THE INPUT:
•••••
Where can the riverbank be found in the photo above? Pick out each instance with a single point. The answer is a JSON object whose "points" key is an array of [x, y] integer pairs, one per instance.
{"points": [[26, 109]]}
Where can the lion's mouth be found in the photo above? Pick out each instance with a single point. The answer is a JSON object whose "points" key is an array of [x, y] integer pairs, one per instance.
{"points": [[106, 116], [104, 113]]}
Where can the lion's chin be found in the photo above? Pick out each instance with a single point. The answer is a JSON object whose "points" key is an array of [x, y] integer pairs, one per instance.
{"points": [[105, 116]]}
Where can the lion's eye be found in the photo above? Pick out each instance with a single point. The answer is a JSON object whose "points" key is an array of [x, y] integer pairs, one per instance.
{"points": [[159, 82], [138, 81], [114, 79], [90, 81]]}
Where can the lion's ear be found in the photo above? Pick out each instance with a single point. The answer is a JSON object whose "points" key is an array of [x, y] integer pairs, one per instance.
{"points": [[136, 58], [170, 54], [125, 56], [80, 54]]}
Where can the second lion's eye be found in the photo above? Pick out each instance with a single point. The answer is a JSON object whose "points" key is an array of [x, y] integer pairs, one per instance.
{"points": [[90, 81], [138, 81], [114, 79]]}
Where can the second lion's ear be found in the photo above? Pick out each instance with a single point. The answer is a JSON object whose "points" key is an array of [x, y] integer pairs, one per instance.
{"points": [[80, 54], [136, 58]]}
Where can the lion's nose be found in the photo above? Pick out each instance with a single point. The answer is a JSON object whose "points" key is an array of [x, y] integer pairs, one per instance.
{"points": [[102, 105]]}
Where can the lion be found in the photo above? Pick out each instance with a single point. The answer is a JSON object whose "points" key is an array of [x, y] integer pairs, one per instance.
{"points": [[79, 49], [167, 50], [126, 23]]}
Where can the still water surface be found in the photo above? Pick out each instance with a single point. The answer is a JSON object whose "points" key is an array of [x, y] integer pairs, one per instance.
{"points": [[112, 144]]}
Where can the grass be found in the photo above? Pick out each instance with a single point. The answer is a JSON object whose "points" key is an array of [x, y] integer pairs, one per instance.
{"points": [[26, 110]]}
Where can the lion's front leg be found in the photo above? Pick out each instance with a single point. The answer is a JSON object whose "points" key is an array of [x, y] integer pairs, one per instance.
•••••
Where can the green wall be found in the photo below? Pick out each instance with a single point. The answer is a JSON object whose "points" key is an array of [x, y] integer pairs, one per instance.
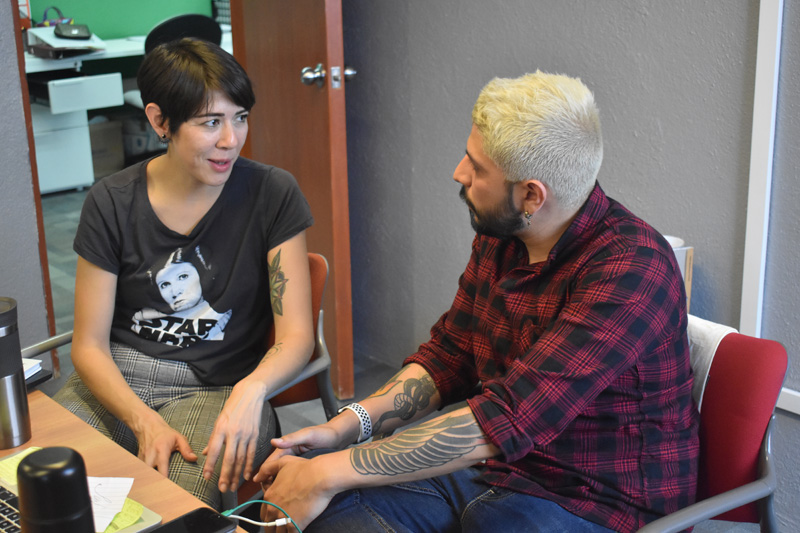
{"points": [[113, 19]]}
•••••
WHAT TO DO: Only the lines above starting with the one with "Where can the still" and going through the one with "Where can the lion's front" are to be copied, word for word and with both ends kept.

TASK RESULT:
Where can the still water surface be found in the photo above? Pick out each instance with a single point. The answer is a JSON object whose "points" key is an array of [x, y] integer pairs, one per instance.
{"points": [[112, 144]]}
Where can the grass be found in the photo above? Pick out each instance with a single point. The answer is a JSON object whose "points" key is an array of [x, y] integer pairs, one per instance.
{"points": [[26, 110]]}
Where can the lion's front leg be found in the photo above? Pick out each instance with a single point. The answer is a JSON object whose "points" key is an array of [x, y] integer pairs, one per instance.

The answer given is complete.